* _Problema breve 1_
Ricopia il brano del testo su Totò che comincia con "Un morto, tre" e finisce con "tre… ‘na fatica!".
* _Problema breve 2_
Nel testo su Totò, per quale motivo l'attore dice che il suo vero titolo nobiliare è Totò? Rispondi in una o due frasi.
* _Problema breve 3_
Prosegui il testo su Totò a partire dall'ultima frase riportata.

* _Testo di lettura_
LA DATA

15 aprile 1967

Un morto, tre funerali

Totò, pseudonimo di Antonio Griffo Focas Flavio Angelo Ducas Comneno Porfirogenito Gagliardi De Curtis di Bisanzio Gagliardi Focas di Tertiveri: «Tengo molto al mio titolo nobiliare perché è una cosa che appartiene soltanto a me… A pensarci bene il mio vero titolo nobiliare è Totò. Con l’altezza imperiale non ci ho fatto nemmeno un uovo al tegamino. Mentre con Totò ci mangio dall’età di vent’anni. Mi spiego?»

Il principe avrebbe voluto un funerale semplice e invece gliene toccarono tre… ‘na fatica!

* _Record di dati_
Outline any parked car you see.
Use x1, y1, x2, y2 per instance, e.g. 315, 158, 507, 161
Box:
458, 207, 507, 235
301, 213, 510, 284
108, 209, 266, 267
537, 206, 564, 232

* _Risposta 1_
Un morto, tre funerali

Totò, pseudonimo di Antonio Griffo Focas Flavio Angelo Ducas Comneno Porfirogenito Gagliardi De Curtis di Bisanzio Gagliardi Focas di Tertiveri: «Tengo molto al mio titolo nobiliare perché è una cosa che appartiene soltanto a me… A pensarci bene il mio vero titolo nobiliare è Totò. Con l’altezza imperiale non ci ho fatto nemmeno un uovo al tegamino. Mentre con Totò ci mangio dall’età di vent’anni. Mi spiego?»

Il principe avrebbe voluto un funerale semplice e invece gliene toccarono tre… ‘na fatica!

* _Risposta 2_
Con il titolo di altezza imperiale non ha ottenuto nemmeno un uovo al tegamino. Con il nome Totò, invece, si guadagna da mangiare dall'età di vent'anni.

* _Risposta 3_
La sera del 13 aprile all’autista, Carlo Cafiero, che lo accompagnava a casa a bordo della sua Mercedes,Totò confessò: «Cafie’, non ti nascondo che stasera mi sento una vera schifezza». Totò fece in tempo a consegnare al suo cugino e segretario Eduardo Clemente 120 mila lire per le esequie, raccomandandosi che tutto fosse fatto con quella cifra, dunque con semplicità. Il punto è che poi mormorò «portatemi a Napoli», mettendo una pietra sul proposito di sobrietà. Alle tre e trenta del 15 aprile 1967, Totò muore…

Primo funerale.

La mattina del 17 aprile venne trasportato nella chiesa di Sant’Eugenio in viale Belle Arti. Sulla bara, la bombetta con cui aveva esordito e un garofano rosso. La cerimonia si limitò a una semplice benedizione, a causa delle difficoltà create dalle autorità religiose perché con Franca Faldini non era sposato. Tra le personalità dello spettacolo presenti, all’interno della chiesa si notarono Alberto Sordi, Elsa Martinelli, Olga Villi, Luigi Zampa e Luciano Salce.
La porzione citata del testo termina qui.